Page
# # # # # # #
Mother: There were three specific features from the very beginning. Firstly, he has six fingers on his right hand. Secondly, he has an umbilical hernia, which is pretty big and strong. And thirdly, when he was born, just by caressing his head it was obvious that fontanelles on his head were of the wrong form. I don’t know why, I don’t know where it came from but I asked the obstetrician if he had Down’s syndrome. I have no idea why I had this thought. She looked at me like I was crazy and said: “Are you nuts? Such babies don’t cry when they’re born and can’t be breast-fed”, “what a nonsense”, “what a stupid question”.
01:08
Mother: No! No. Yogurt doesn’t live in your ears. No, it doesn’t. Let’s eat. Is that all? Yes, that’s all.
01:39
Mother: When he was born, I had never met disabled people in my life. Never. At all.
02:03
Mother: Seva is a very picky person, also he’s very loyal and sensitive. If a person is not open to him, he will bypass them like a wall. Well, his relationship with his mother was not sensible and understanding.
02:36
Grandmother: Seva?
He doesn’t recognize me. If I want to caress him, hug him, he doesn’t let me and runs away. If he needs something, I understand it. He takes my hand and leads me to the TV or the fridge or to the toilet. It all goes well but only when he needs it.
03:03
Mother: Well, go on. Oops! There’s nothing in there.
03:16
Mother: Yesterday I was cutting his hair and I put his legs there so I could hold him. And he held on to other things with his legs. I think he could hurt himself somehow in his hysterics, in his anger.
# # # # # # #
Provided records
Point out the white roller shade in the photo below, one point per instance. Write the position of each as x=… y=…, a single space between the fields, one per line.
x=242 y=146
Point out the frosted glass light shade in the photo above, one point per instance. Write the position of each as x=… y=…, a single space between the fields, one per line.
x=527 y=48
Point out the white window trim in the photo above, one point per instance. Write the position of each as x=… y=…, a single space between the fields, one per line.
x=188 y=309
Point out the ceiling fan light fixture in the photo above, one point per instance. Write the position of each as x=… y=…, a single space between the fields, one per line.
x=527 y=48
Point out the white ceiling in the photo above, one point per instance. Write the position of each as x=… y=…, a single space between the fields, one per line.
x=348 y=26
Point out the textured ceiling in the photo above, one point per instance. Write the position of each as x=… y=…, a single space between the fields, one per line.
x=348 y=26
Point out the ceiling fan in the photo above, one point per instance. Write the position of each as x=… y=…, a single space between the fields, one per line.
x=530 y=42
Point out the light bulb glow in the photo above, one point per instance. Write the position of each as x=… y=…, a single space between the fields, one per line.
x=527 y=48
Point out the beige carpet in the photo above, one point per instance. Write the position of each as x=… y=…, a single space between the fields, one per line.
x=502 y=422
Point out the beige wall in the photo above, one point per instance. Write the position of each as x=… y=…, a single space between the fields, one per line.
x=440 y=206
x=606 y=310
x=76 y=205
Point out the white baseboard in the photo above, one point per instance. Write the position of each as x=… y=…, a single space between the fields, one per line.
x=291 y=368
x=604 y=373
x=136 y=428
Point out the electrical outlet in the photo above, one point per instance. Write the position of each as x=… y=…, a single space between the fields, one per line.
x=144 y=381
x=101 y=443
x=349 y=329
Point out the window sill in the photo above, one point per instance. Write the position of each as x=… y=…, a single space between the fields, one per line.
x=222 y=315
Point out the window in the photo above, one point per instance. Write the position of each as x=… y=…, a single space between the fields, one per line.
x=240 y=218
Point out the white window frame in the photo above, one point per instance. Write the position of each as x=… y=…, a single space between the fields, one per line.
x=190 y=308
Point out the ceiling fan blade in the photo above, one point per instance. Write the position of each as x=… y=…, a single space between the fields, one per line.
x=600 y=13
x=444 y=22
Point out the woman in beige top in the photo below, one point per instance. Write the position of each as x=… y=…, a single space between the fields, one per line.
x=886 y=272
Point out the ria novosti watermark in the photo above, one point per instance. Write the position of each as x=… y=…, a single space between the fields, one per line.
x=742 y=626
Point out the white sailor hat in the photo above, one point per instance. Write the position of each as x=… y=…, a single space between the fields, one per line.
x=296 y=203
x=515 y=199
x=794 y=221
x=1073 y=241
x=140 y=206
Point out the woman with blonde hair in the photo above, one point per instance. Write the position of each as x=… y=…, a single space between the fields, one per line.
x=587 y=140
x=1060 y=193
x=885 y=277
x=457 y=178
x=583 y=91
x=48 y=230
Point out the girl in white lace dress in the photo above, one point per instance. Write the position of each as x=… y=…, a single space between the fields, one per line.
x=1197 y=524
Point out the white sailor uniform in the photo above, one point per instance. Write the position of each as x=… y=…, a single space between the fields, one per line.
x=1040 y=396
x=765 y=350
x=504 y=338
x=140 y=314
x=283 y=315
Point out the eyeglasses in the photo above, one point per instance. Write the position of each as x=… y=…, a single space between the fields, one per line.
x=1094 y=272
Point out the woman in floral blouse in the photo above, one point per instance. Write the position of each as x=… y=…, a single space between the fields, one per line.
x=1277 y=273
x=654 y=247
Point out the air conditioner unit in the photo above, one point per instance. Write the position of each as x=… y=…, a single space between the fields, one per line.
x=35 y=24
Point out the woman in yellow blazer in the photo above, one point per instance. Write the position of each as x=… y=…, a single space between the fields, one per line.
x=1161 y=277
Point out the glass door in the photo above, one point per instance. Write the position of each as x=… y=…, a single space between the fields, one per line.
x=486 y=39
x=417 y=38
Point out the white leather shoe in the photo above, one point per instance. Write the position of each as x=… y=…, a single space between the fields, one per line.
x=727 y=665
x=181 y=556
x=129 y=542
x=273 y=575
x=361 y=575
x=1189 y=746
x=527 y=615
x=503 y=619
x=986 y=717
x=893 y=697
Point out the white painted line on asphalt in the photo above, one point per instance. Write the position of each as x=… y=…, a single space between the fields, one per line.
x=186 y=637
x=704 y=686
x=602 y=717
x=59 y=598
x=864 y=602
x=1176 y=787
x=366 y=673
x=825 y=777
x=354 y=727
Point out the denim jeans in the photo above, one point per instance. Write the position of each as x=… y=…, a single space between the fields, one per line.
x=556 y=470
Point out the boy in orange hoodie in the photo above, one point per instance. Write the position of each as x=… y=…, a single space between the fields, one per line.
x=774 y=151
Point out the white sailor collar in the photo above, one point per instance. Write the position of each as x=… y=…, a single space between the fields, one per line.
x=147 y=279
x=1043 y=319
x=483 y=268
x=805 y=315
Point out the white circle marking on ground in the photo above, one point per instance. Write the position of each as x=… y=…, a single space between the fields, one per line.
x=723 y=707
# # # # # # #
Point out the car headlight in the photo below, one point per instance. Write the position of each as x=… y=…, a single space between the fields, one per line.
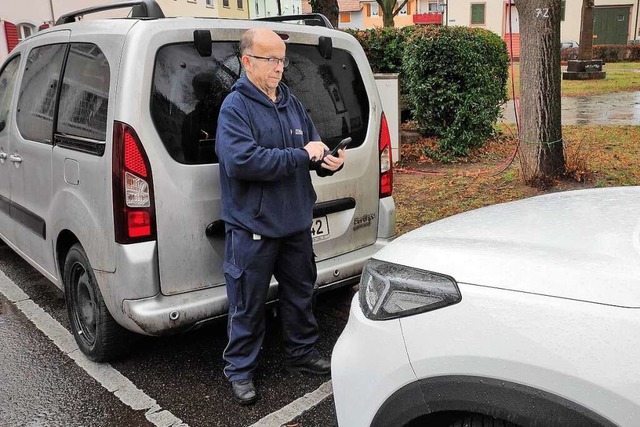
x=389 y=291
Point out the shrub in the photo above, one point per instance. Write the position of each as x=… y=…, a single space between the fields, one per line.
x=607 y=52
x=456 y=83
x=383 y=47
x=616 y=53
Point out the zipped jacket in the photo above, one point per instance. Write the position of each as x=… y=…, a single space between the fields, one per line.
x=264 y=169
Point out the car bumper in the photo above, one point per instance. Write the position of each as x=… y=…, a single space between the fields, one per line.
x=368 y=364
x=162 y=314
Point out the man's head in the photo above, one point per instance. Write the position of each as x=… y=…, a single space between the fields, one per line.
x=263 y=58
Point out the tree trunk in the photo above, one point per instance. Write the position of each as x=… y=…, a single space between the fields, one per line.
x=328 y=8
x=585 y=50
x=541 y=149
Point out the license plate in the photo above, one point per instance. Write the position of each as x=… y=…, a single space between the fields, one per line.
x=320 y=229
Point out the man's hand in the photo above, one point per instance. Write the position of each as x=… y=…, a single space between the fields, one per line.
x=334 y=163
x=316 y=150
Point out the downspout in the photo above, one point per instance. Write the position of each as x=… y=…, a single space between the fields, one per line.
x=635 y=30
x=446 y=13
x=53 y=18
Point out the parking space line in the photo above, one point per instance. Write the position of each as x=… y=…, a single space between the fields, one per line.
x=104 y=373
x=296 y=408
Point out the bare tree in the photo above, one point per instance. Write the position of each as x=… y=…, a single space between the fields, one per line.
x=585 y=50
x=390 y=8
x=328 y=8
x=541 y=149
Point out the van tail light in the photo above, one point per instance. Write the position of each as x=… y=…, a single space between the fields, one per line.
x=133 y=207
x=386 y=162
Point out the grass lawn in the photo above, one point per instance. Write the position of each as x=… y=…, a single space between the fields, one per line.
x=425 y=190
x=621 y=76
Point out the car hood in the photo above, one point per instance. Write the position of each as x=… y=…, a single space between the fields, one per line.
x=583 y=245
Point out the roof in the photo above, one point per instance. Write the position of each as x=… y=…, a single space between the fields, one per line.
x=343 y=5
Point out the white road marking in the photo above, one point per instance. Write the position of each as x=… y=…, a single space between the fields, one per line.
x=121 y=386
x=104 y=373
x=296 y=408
# # # # # # #
Objectives
a) Summarize the transcript about Seva in two sentences.
b) Continue the transcript about Seva from its last line.
The entries play no part in what follows.

Answers provided
a) Seva's mother recalls three features she noticed at his birth (six fingers on his right hand, a large umbilical hernia and fontanelles of the wrong form) and says the obstetrician scoffed when she asked whether he had Down's syndrome. She describes him as picky, loyal and sensitive, while his grandmother says he does not recognize her and only takes her hand to lead her somewhere when he needs something.

b)
03:37
Mother: It’s okay, it’s all going to be okay. You can see that he’s hurt because he can scream in different ways. It’s okay, it’s okay. It will be alright. It definitely will, definitely. Quiet. Give me your hand.
The doctor: No questions . Nothing is broken.
04:07
Mother: It’s called “You are the traitor, I will not come to you”. Let’s go. Let’s go.
04:20-04:28
Mother: Hold him so he doesn’t turn. There’s no point in waiting.
04:38
Mother: You see? No one is even touching you.
04:48
Mother: Sometimes it feels like that’s all, I can’t do it anymore. Sometimes even out of nowhere I just realize that I can’t do it anymore.
05:02
Mother: No matter how he looks, with hands, legs, eyes or without them, with Down’s syndrome or without it, anyway he is a child, a person, an individuality that understands and feels not just for one hundred percent but for five hundred percent. Empathy, feelings, and compassion are really strong in children like him from the very birth.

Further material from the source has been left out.